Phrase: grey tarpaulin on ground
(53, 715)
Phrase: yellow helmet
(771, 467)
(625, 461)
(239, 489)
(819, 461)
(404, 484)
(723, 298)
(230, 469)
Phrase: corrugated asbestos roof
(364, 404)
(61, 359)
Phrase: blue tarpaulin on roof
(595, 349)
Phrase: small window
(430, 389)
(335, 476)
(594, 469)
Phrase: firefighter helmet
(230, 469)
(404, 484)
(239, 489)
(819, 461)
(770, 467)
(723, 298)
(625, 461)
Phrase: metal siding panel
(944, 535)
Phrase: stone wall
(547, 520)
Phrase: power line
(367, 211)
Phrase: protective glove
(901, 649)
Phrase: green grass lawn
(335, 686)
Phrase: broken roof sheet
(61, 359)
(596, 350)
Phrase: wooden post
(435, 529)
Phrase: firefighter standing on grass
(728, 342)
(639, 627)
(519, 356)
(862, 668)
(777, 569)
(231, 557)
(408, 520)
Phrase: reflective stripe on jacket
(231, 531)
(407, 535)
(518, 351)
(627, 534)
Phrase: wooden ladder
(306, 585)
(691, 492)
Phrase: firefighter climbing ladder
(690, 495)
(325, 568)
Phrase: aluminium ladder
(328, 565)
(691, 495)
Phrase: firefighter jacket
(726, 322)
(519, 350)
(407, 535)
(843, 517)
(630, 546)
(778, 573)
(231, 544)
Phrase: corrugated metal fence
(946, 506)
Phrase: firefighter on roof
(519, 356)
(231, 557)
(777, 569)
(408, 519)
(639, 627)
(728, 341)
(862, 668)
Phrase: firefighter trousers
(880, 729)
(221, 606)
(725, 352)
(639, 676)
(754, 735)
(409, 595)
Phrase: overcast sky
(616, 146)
=-=-=
→ **Prompt**
Render every line of the records above as a JSON list of strings, one string per line and no entries for blank lines.

→ **Answer below**
[
  "Phrase: grey tarpaulin on ground",
  "(53, 715)",
  "Phrase: yellow helmet",
  "(771, 467)",
  "(625, 461)",
  "(239, 489)",
  "(819, 461)",
  "(404, 484)",
  "(723, 298)",
  "(230, 469)",
  "Phrase: corrugated asbestos roof",
  "(364, 404)",
  "(61, 359)",
  "Phrase: blue tarpaulin on roof",
  "(595, 349)",
  "Phrase: small window",
  "(430, 389)",
  "(335, 476)",
  "(594, 469)",
  "Phrase: firefighter helmet",
  "(230, 469)",
  "(404, 484)",
  "(239, 489)",
  "(819, 461)",
  "(770, 467)",
  "(723, 298)",
  "(625, 461)",
  "Phrase: metal siding panel",
  "(944, 535)",
  "Phrase: stone wall",
  "(547, 520)",
  "Phrase: power line",
  "(367, 211)",
  "Phrase: protective glove",
  "(901, 649)",
  "Phrase: green grass lawn",
  "(335, 686)",
  "Phrase: broken roof sheet",
  "(61, 359)",
  "(596, 350)",
  "Phrase: wooden post",
  "(435, 529)",
  "Phrase: firefighter standing on grass",
  "(728, 342)",
  "(639, 627)",
  "(519, 356)",
  "(862, 668)",
  "(777, 569)",
  "(231, 557)",
  "(408, 520)",
  "Phrase: reflective stripe on jacket",
  "(231, 531)",
  "(407, 535)",
  "(518, 351)",
  "(627, 534)",
  "Phrase: wooden ladder",
  "(306, 585)",
  "(691, 492)",
  "Phrase: firefighter climbing ladder",
  "(690, 495)",
  "(325, 568)",
  "Phrase: aluminium ladder",
  "(328, 565)",
  "(691, 495)",
  "Phrase: firefighter jacket",
  "(726, 322)",
  "(519, 350)",
  "(407, 535)",
  "(843, 517)",
  "(630, 546)",
  "(778, 573)",
  "(231, 544)",
  "Phrase: corrugated metal fence",
  "(946, 506)",
  "Phrase: firefighter on roof",
  "(519, 356)",
  "(231, 557)",
  "(777, 569)",
  "(408, 519)",
  "(639, 627)",
  "(728, 341)",
  "(862, 668)",
  "Phrase: firefighter trousers",
  "(880, 729)",
  "(221, 606)",
  "(725, 352)",
  "(639, 676)",
  "(754, 735)",
  "(409, 595)",
  "Phrase: overcast sky",
  "(616, 146)"
]